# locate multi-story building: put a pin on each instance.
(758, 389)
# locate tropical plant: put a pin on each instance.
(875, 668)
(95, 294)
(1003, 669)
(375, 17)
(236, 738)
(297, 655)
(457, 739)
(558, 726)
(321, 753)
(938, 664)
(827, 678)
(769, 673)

○ ○ ○ ○

▶ [Task requirements] Copy out every line from the rows above, character for character, with nothing changed, added, or left out.

▶ [Task answer]
# locate multi-story building: put a pin on each instance.
(758, 389)
# locate tropical plant: put a pin on each instance.
(875, 668)
(95, 294)
(1003, 669)
(375, 17)
(236, 738)
(297, 655)
(457, 739)
(558, 726)
(321, 753)
(938, 664)
(827, 678)
(769, 673)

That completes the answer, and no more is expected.